Today I picked up some gingko nuts and a bitter melon at the Korean Zion market. I have no idea how to prepare either, but they look fun and I love playing with my food.
The gingko nuts are encased in a light cream colored shell and packaged in a mesh bag. I also scored some fat glossy chestnuts and thankfully, I do know how to roast those. I’m very excited about the chestnuts because last year I bought some from a local big box store and they were green and moldy inside when I opened them. It was insult to injury as I paid an arm and a leg for them! I was so upset, I actually returned the moldy nuts to the store and the manager told me that he thought they were for decoration only. What? Ugh. Insert biggest eye roll HERE.
I took out my trusty nut cracker and cracked open the delicate gingko shell. The nut inside was soft golden green color. It had a blue cheese aroma and squished easily between my fingers.
──────────────────────────────
» **Parts of the exercise**:
a – In the gingko nut post, where did the writer buy the gingko nuts and the bitter melon?
b – Copy the gingko nut post word for word from "Today I picked" to "eye roll HERE.".
c – Write the next part of the gingko nut post.
The data that follow come from a separate source.

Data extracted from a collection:
──────────────────────────────
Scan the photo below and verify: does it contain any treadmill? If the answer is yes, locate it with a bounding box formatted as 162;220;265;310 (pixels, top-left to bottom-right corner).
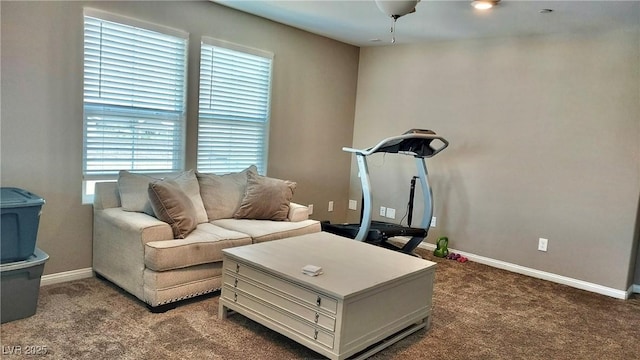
322;129;449;255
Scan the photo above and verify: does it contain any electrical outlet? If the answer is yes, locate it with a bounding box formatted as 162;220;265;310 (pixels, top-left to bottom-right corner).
538;238;549;251
387;208;396;219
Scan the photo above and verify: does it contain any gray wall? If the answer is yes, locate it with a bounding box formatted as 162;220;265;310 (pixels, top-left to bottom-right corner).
0;1;359;274
350;30;640;291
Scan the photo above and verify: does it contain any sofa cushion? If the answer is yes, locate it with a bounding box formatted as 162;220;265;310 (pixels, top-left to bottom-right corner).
118;170;208;223
196;165;258;220
211;219;321;244
148;180;198;239
233;173;296;221
144;223;251;271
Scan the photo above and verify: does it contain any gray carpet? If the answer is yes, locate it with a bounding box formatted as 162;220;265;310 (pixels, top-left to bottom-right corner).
0;249;640;360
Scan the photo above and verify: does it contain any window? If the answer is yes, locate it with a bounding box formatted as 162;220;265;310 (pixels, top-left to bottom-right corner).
83;9;188;200
197;38;273;174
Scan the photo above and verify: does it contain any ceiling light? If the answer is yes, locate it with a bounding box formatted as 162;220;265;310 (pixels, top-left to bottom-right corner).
471;0;500;10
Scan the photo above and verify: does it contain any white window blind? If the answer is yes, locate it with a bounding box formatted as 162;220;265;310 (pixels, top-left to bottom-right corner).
83;10;188;181
197;38;273;174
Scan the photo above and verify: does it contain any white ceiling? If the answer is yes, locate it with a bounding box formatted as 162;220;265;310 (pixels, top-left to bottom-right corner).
212;0;640;46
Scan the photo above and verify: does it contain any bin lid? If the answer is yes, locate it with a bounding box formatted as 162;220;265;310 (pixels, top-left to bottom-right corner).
0;187;44;209
0;248;49;273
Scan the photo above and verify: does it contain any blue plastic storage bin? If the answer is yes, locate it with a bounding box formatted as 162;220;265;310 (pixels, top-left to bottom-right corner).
0;187;44;264
0;248;49;324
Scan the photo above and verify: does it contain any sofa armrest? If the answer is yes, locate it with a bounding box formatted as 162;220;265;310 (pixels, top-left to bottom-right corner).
93;207;173;301
287;202;309;221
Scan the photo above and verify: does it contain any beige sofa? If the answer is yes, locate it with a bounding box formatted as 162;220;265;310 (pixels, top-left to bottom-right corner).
93;166;321;311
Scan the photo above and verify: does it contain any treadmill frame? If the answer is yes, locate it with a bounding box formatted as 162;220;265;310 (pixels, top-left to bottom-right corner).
342;130;449;253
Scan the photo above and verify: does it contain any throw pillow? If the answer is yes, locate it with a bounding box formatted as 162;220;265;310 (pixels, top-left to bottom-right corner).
165;170;209;224
148;180;198;239
233;173;296;221
196;165;258;221
118;170;158;216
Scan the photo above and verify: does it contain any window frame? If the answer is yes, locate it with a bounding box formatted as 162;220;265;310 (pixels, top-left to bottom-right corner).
82;8;189;203
196;36;275;175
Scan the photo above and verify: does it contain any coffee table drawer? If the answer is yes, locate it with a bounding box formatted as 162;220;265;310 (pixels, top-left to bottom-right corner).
224;258;338;314
222;284;333;349
224;272;336;331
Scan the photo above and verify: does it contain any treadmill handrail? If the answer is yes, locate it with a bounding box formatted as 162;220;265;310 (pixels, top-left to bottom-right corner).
342;133;449;157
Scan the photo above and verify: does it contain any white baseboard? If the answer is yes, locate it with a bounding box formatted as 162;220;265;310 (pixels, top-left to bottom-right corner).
40;268;93;286
395;237;640;300
40;243;640;299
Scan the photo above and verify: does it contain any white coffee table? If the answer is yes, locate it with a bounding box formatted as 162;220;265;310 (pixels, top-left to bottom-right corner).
219;232;436;360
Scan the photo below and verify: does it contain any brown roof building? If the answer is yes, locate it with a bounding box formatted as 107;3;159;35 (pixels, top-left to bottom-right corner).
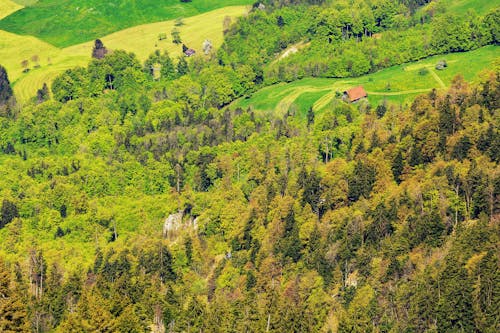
343;86;368;103
184;49;196;57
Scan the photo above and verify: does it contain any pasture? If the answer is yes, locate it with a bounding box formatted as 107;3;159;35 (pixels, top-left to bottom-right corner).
0;6;247;102
233;46;499;116
0;0;23;20
0;0;252;48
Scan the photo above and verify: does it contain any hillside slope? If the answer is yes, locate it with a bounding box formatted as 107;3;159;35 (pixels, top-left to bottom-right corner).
0;0;251;47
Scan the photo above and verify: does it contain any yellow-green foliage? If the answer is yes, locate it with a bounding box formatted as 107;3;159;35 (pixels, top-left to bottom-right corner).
235;46;499;114
0;6;248;102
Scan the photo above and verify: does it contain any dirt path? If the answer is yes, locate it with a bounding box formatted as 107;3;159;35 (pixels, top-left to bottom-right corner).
429;69;446;88
366;88;432;96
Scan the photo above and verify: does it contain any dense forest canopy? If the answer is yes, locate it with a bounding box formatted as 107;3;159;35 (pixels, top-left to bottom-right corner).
0;0;500;332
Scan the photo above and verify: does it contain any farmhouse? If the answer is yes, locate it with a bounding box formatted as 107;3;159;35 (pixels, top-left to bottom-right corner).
342;86;368;103
184;49;196;57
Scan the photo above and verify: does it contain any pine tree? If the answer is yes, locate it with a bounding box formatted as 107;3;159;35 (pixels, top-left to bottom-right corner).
391;150;404;184
92;39;108;59
177;57;189;76
307;106;314;128
36;83;50;104
0;259;29;333
437;258;475;332
0;65;13;107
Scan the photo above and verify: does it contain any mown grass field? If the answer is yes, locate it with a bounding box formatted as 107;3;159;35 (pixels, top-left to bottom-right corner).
234;46;500;115
0;0;23;20
0;5;248;102
0;0;253;47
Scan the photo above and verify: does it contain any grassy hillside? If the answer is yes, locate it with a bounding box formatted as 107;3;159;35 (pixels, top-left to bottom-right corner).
0;0;252;47
0;0;23;19
235;46;499;118
0;6;247;101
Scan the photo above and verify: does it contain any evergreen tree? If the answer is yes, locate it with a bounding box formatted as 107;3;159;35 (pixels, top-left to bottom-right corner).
307;106;314;128
0;259;29;333
391;150;404;184
36;83;50;104
177;57;189;76
0;65;14;107
0;199;19;229
437;257;474;332
92;39;108;59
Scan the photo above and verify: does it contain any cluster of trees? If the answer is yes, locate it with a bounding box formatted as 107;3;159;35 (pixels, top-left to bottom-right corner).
222;0;500;84
0;0;500;332
0;45;500;332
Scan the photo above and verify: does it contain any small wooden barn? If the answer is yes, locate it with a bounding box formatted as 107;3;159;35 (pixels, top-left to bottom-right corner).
342;86;368;103
184;49;196;57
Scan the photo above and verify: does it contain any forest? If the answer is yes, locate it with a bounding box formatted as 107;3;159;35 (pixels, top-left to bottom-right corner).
0;0;500;333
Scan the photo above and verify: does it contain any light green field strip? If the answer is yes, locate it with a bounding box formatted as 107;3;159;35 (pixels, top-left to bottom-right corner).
429;69;446;88
0;0;23;20
366;87;434;96
0;5;249;102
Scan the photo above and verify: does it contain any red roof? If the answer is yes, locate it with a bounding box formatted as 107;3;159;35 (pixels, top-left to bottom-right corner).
344;86;367;102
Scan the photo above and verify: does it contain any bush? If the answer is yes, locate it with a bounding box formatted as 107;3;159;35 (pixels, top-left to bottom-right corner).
436;60;448;71
418;67;429;76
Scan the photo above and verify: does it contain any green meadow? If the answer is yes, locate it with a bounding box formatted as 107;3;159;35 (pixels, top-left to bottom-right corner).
234;46;499;115
0;0;252;47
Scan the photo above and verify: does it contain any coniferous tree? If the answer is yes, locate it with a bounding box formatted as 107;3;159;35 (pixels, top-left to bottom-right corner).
0;65;13;107
0;259;29;333
92;39;108;59
36;83;50;104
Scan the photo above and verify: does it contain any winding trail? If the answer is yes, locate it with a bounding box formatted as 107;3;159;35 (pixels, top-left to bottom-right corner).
429;68;446;88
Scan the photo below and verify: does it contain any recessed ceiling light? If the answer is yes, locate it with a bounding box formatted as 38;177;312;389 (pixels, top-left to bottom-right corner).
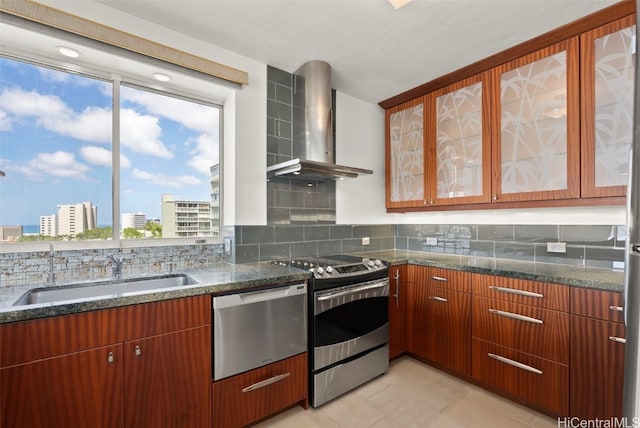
──────────────────────────────
» **Answers by task**:
a – At the Korean Zion market.

b –
Today I picked up some gingko nuts and a bitter melon at the Korean Zion market. I have no idea how to prepare either, but they look fun and I love playing with my food.
The gingko nuts are encased in a light cream colored shell and packaged in a mesh bag. I also scored some fat glossy chestnuts and thankfully, I do know how to roast those. I’m very excited about the chestnuts because last year I bought some from a local big box store and they were green and moldy inside when I opened them. It was insult to injury as I paid an arm and a leg for them! I was so upset, I actually returned the moldy nuts to the store and the manager told me that he thought they were for decoration only. What? Ugh. Insert biggest eye roll HERE.

c –
I tasted it and it did have a creamy cheese texture and taste. Cool! I could spread this on crackers! As I continued to taste, there was an annoying little voice in the back of my mind. Perhaps I should have read up on this newbie to make sure I was ‘doing it’ right? Maybe there was some sort of preparation?
Details and instructions have never actually been my thing, but perhaps I should have cooked this nut? Panicked, I ran to the computer and to the ‘Goog’. Instant searches revealed my worst fear. I should NOT have eaten the raw nuts. The nuts should be cooked for at LEAST ten minutes in boiling water before being added to soups like congee or stir-fry. These instructions were followed by a dire warning — not only is the raw nut toxic (same compound that is in poison ivy), but an adult should not consume more than eight cooked nuts a day. What? I don’t buy foods with LIMITS! Oh shoot, I have been poisoned. I ate the damn raw nut because it came in a cute mesh bag….
I took the bag of poison nuts and chucked in the trash. Sorry Gingko! So promising and yet so risky. Why would they sell poison nuts at a food store? They should be in a poison store, or a voodoo store! Anyway, I’ll type faster now as I really don’t know how much time left.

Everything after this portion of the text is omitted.